== Extract to read ==

How to sort an array of integers faster than quicksort?

丶灬走出姿态 提交于 2019-11-27 03:21:00

问题


Sorting an array of integers with numpy's quicksort has become the bottleneck of my algorithm. Unfortunately, numpy does not have radix sort yet. Although counting sort would be a one-liner in numpy:

np.repeat(np.arange(1+x.max()), np.bincount(x))

see the accepted answer to the How can I vectorize this python count sort so it is absolutely as fast as it can be? question, the integers in my application can run from 0 to 2**32.

Am I stuck with quicksort?


This post was primarily motivated by the Numpy grouping using itertools.groupby performance question.
Also note that it is not merely OK to ask and answer your own question, it is explicitly encouraged.

===
== Entries shown ==

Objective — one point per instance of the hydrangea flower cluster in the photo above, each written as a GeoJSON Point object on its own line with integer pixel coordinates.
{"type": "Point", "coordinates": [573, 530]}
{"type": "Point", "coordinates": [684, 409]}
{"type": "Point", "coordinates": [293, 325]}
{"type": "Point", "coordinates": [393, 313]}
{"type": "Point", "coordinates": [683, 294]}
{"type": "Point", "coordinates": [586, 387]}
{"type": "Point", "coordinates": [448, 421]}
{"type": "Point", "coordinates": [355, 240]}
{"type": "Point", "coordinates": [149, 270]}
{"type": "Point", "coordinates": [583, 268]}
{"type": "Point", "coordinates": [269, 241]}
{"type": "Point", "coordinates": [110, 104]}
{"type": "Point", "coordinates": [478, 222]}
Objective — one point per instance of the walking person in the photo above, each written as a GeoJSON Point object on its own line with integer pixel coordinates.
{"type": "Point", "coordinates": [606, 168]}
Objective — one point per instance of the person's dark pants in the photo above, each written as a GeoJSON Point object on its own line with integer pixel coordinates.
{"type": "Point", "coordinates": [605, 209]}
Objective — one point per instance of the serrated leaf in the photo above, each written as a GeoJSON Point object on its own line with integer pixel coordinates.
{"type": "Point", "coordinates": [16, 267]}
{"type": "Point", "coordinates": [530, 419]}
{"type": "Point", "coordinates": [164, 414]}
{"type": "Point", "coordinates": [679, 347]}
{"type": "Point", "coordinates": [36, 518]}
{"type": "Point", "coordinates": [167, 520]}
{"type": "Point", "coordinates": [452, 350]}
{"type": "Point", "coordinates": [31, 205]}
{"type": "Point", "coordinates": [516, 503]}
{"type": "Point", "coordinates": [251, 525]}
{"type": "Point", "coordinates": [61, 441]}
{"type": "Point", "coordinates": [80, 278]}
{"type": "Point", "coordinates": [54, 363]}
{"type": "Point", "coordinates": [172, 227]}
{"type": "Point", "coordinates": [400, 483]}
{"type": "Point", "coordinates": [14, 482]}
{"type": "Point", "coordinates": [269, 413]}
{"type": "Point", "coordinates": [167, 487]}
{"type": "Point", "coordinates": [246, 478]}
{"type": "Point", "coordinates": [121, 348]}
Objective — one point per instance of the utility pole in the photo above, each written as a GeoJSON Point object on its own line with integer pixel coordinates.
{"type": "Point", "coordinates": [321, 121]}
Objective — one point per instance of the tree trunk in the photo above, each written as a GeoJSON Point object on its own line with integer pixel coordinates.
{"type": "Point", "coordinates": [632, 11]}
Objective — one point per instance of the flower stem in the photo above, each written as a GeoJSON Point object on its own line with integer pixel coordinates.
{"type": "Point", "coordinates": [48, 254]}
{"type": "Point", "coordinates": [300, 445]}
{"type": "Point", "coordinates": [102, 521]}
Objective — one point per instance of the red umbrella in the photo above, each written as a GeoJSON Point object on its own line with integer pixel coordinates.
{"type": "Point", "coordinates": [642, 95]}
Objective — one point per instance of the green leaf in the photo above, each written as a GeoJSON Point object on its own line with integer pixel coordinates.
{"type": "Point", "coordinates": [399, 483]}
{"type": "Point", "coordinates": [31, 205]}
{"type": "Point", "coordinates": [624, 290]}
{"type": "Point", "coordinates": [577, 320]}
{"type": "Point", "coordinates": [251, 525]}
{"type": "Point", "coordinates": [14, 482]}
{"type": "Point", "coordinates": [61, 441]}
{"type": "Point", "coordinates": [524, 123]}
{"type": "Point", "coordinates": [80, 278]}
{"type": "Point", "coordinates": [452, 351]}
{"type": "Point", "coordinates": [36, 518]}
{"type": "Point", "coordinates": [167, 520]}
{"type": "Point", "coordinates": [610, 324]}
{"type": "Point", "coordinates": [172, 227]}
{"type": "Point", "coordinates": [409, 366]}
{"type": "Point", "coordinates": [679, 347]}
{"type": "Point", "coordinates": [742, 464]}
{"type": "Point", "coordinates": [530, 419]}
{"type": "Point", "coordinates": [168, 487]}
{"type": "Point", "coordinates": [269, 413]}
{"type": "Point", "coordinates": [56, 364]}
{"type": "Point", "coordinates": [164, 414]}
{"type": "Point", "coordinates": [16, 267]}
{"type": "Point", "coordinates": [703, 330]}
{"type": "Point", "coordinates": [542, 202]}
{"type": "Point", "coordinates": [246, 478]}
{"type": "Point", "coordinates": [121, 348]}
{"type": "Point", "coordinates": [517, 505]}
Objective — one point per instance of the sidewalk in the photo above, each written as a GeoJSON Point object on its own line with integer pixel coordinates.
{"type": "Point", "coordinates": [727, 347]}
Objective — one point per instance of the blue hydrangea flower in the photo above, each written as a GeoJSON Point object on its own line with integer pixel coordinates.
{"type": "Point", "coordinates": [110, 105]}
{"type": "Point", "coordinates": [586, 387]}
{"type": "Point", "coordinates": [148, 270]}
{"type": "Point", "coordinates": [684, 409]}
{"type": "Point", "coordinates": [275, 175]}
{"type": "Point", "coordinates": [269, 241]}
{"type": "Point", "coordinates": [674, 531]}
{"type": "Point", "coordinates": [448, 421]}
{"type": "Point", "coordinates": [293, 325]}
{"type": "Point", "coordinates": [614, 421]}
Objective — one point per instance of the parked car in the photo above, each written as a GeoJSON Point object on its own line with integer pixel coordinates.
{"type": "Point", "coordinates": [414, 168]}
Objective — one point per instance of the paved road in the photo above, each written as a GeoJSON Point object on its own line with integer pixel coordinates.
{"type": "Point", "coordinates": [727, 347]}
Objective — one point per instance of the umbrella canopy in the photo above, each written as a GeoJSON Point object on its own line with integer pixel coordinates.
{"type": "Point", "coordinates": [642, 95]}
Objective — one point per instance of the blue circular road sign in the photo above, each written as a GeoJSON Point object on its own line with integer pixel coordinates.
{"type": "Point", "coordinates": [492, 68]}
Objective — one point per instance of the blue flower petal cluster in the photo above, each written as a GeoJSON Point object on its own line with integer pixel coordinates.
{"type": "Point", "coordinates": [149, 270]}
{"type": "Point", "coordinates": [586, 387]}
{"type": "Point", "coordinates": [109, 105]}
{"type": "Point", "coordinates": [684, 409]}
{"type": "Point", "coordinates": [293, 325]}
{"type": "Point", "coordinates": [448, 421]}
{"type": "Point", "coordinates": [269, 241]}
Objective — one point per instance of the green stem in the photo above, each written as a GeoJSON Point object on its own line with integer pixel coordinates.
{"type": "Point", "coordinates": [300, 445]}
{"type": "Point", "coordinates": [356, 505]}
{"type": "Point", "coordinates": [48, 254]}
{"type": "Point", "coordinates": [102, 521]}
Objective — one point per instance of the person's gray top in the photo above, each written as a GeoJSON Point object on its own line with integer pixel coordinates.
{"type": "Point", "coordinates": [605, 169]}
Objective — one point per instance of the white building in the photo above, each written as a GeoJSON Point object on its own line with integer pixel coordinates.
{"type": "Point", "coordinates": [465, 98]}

===

_Instruction A:_ Summarize the sorting question in two sentences.
_Instruction B:_ Check each statement against the sorting question and answer yes or no, quoting the words of the text that decide it. (i) Numpy already offers radix sort. (ii) The integers in the application can run from 0 to 2**32. (iii) Asking and answering your own question is discouraged.
_Instruction C:_ Carry on the sorting question from where it stops.

_Written answer A:_ Sorting an integer array with numpy's quicksort has become the bottleneck of the algorithm, and numpy does not yet have radix sort. Counting sort would be a one-liner in numpy, but the integers in the application can run from 0 to 2**32, so the question is whether quicksort is the only option.

_Written answer B:_
(i) No: "Unfortunately, numpy does not have radix sort yet."
(ii) Yes: "the integers in my application can run from 0 to 2**32."
(iii) No: "it is not merely OK to ask and answer your own question, it is explicitly encouraged."

_Written answer C:_
回答1:


No, you are not stuck with quicksort. You could use, for example, integer_sort from Boost.Sort or u4_sort from usort. When sorting this array:

array(randint(0, high=1<<32, size=10**8), uint32)

I get the following results:

NumPy quicksort:         8.636 s  1.0  (baseline)
Boost.Sort integer_sort: 4.327 s  2.0x speedup
usort u4_sort:           2.065 s  4.2x speedup

I would not jump to conclusions based on this single experiment and use usort blindly. I would test with my actual data and measure what happens. Your mileage will vary depending on your data and on your machine. The integer_sort in Boost.Sort has a rich set of options for tuning, see the documentation.

Below I describe two ways to call a native C or C++ function from Python. Despite the long description, it's fairly easy to do it.


Boost.Sort

Put these lines into the spreadsort.cpp file:

#include <cinttypes>
#include "boost/sort/spreadsort/spreadsort.hpp"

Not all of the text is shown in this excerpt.